◆ TASK REQUIREMENTS
(A) In the passage about Allen's death row case, at what age does Allen say he came in?
(B) Repeat the passage about Allen's death row case word for word, starting with "In a statement, a" and going on through "the fatal shots.".

◆ QUOTED TEXT
++++++++++++++++++++

In a statement, a US attorney’s office spokesperson defended Allen’s conviction, pointing to a 2001 appeals court ruling that said that Allen confessed after his arrest, that eyewitnesses identified him in a lineup and that he was “primarily responsible” for firing the fatal shots.
Allen has said he didn’t confess, an officer testified he “threw away” notes from the confession, and other eyewitnesses described a suspect who didn’t match him.
“I’m hopeful because I have evidence of my innocence,” Allen said. “I believe if someone in Biden’s administration examines this, I’ll be home after 26 years convicted for a crime I didn’t commit.”
“But we’re dealing with a system that’s flawed,” he continued, pointing to the recent Missouri execution of a man prosecutors suggested was innocent. Allen has focused on writing and art while imprisoned: “If I’m executed, I want people to look back on my art and see this guy was documenting the trauma he went through on death row … he documented for us that he’s human, he deserves to live and is innocent.”
Allen has remained scarred from Trump’s executions, recounting hearing guards walking by his cell, not knowing whether he’d be taken to be killed. And he lost close friends, one by one: “I came in at 19. These are people I grew up with. I’m seeing them be carried out, never to return again, never to see them smile or hear them laughing.”
Allen said he wished people recognized death row defendants were capable of change: “The majority of people here become better men for themselves, their family and friends and supporters.”
Yvette Allen, his sister who has been fighting for his release, said the stress of the high-stakes election has been overwhelming: “There is no time to breathe. Every day is a sense of urgency. We’re working every day making sure the world sees he’s innocent before it’s too late.”

++++++++++++++++++++

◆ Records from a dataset
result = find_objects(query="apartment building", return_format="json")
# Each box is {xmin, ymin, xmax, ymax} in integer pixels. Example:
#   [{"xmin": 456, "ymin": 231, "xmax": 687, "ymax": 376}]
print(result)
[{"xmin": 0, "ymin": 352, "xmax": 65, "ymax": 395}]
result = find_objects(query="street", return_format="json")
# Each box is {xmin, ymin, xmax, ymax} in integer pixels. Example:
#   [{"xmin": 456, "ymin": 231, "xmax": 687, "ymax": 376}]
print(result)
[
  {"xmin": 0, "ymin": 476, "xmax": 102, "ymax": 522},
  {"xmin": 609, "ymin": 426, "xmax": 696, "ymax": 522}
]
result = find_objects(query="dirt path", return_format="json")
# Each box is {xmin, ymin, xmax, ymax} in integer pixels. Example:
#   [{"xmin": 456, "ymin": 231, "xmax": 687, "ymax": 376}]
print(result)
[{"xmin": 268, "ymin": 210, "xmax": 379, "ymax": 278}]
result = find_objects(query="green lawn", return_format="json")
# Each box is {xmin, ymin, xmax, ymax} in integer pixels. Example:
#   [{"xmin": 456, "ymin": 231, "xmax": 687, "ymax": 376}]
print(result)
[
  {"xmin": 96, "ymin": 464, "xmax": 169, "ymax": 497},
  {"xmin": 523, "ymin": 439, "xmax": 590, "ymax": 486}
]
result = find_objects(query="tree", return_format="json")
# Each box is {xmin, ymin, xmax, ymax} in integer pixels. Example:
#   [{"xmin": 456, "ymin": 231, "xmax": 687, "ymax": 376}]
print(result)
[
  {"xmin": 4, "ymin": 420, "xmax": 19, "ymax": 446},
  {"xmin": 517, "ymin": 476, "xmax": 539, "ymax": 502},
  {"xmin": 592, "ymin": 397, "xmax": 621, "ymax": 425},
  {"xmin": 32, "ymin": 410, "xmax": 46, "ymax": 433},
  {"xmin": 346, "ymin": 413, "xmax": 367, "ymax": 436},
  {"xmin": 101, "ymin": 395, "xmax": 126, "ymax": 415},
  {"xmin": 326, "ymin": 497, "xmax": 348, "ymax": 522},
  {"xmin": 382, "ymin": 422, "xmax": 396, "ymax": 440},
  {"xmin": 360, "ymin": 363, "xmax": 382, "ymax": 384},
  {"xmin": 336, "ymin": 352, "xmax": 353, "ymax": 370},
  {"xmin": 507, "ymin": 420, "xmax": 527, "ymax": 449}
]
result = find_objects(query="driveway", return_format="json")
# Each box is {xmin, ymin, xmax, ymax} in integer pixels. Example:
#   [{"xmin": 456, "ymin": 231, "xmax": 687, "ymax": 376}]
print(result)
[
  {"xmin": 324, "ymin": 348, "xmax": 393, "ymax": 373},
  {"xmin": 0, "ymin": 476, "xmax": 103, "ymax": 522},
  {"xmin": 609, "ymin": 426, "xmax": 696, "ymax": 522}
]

++++++++++++++++++++

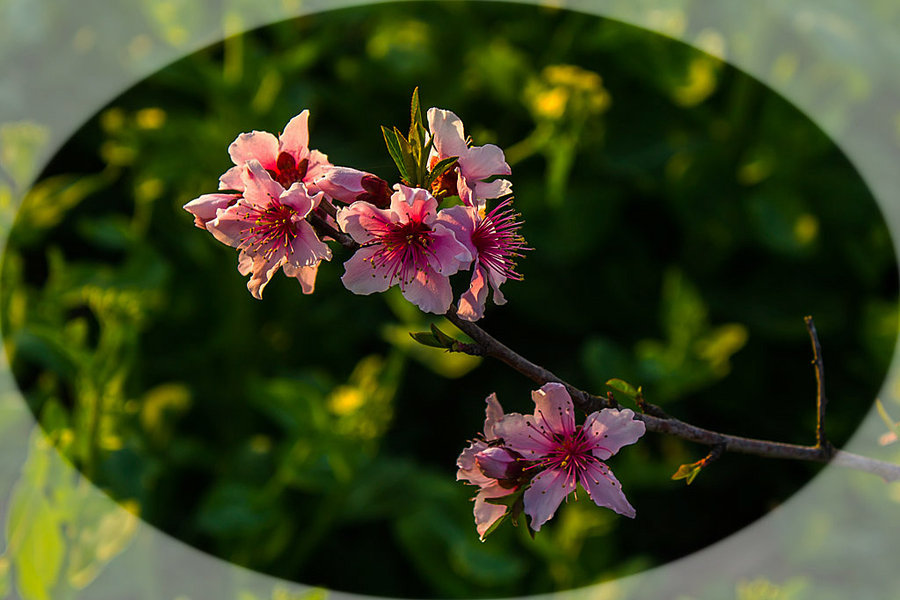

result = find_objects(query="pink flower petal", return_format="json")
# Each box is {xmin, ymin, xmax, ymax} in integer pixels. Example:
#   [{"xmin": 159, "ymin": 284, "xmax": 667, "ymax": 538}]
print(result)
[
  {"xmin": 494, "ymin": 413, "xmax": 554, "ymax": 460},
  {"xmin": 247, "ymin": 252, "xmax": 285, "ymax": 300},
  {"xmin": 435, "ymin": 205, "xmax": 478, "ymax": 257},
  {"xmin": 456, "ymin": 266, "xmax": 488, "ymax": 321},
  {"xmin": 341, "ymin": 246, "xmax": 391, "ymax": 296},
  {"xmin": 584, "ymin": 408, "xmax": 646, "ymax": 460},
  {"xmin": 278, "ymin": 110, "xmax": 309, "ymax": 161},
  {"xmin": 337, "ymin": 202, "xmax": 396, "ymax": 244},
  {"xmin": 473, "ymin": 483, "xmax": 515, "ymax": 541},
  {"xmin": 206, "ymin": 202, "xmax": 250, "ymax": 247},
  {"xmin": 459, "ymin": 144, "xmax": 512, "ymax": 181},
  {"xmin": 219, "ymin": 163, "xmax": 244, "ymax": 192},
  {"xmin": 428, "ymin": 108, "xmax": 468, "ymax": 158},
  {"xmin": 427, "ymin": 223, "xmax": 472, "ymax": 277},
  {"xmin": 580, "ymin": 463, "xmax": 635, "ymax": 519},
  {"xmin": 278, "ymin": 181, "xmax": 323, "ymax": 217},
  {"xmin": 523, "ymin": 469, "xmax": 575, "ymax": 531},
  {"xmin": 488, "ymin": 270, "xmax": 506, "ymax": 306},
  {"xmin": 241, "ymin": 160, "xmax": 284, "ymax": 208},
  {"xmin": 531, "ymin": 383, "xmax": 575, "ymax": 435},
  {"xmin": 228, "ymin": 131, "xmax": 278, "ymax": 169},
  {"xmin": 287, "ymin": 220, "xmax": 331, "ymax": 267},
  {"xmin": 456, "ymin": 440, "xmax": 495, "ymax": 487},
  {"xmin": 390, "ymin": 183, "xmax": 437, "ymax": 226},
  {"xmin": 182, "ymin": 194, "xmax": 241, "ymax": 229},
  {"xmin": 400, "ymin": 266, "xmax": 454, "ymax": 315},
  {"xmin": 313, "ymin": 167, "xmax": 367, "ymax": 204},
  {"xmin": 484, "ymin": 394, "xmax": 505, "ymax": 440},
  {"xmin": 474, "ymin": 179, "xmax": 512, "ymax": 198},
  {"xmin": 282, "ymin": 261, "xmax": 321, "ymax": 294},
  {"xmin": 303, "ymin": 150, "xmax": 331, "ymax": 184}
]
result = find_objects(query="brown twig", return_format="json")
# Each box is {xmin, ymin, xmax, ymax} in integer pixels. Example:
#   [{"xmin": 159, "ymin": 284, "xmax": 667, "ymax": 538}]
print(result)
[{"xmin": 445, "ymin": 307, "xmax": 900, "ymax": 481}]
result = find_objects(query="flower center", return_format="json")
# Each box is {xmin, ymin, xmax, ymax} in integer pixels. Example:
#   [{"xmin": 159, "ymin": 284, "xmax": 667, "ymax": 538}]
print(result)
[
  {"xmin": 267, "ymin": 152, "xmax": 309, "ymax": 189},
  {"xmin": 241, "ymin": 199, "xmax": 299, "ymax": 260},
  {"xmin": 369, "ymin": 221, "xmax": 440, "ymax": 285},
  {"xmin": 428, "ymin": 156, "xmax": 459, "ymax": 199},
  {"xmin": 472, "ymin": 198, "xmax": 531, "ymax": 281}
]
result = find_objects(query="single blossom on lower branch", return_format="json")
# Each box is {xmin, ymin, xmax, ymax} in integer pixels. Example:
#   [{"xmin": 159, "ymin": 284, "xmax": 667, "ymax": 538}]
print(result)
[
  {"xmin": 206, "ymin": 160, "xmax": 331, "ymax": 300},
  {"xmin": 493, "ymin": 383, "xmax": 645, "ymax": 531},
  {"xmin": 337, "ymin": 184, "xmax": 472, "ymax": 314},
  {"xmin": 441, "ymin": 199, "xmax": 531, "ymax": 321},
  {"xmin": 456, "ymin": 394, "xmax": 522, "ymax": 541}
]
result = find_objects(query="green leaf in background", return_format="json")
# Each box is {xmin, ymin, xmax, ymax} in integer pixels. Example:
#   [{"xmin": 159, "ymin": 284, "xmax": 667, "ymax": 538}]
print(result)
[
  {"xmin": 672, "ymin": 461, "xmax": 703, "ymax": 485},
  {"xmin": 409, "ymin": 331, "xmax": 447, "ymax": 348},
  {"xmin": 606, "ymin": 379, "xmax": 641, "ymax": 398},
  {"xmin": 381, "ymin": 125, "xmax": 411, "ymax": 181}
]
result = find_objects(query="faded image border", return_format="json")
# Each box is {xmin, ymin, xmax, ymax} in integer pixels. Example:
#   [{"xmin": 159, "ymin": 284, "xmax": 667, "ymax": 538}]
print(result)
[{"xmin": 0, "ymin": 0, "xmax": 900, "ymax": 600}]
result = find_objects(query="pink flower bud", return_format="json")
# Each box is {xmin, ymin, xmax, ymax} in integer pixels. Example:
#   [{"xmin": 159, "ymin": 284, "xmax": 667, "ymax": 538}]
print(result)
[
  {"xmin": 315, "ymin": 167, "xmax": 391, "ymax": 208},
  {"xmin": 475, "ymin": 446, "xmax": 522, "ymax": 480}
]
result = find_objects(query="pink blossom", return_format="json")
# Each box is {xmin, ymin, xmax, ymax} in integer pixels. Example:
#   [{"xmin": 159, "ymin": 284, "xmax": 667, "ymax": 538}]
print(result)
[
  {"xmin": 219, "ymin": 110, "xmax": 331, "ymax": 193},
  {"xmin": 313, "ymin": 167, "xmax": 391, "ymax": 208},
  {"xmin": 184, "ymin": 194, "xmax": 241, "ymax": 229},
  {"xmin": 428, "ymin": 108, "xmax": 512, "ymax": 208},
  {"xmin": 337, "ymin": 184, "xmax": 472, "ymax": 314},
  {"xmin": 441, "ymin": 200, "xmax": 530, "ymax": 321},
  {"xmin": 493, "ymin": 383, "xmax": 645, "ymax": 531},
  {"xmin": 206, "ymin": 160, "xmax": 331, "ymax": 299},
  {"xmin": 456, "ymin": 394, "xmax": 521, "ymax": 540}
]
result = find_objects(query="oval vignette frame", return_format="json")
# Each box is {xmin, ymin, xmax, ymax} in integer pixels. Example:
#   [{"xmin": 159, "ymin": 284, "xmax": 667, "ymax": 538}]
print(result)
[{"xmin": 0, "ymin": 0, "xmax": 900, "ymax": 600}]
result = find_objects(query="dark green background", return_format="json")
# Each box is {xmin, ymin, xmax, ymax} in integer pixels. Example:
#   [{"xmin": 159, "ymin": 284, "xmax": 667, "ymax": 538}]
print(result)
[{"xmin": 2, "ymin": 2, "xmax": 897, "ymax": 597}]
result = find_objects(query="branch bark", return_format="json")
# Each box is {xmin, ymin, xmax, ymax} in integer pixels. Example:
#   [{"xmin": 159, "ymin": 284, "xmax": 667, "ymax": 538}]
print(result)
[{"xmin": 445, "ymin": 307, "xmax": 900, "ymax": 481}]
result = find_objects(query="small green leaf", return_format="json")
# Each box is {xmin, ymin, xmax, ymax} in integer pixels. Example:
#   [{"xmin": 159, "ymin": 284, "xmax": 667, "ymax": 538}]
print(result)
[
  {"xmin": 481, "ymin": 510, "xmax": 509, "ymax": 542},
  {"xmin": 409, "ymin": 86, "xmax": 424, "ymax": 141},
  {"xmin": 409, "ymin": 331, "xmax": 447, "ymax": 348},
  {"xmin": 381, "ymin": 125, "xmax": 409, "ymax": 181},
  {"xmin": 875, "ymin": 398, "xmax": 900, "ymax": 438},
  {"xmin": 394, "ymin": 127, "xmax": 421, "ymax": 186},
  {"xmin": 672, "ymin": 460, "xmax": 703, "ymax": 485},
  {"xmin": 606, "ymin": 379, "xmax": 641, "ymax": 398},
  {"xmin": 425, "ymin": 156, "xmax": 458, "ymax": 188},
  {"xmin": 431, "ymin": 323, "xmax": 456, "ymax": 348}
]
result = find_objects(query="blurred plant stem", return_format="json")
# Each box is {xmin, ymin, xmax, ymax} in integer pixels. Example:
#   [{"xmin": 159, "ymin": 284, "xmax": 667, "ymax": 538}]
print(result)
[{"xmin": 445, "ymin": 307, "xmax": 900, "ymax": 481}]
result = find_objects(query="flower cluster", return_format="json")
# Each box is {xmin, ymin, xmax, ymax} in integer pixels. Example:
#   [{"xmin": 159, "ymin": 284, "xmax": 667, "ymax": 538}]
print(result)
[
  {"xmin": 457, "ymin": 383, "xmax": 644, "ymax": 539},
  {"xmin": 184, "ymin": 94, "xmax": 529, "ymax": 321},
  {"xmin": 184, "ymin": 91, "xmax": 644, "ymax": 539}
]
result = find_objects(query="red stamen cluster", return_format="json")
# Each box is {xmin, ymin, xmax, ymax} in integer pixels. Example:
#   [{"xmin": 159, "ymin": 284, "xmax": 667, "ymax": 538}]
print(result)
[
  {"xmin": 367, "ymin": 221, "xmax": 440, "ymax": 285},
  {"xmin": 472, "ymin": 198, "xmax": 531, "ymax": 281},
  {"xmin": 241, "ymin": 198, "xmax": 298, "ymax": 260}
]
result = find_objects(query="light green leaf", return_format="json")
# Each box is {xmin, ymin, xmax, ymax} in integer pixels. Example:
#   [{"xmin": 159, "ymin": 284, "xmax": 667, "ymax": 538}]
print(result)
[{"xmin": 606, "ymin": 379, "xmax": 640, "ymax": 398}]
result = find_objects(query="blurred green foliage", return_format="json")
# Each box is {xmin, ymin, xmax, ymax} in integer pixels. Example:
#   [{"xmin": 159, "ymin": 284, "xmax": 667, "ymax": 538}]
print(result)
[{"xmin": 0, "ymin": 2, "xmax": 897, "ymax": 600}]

++++++++++++++++++++

◆ THE ANSWERS
(A) He came in at 19.

(B)
In a statement, a US attorney’s office spokesperson defended Allen’s conviction, pointing to a 2001 appeals court ruling that said that Allen confessed after his arrest, that eyewitnesses identified him in a lineup and that he was “primarily responsible” for firing the fatal shots.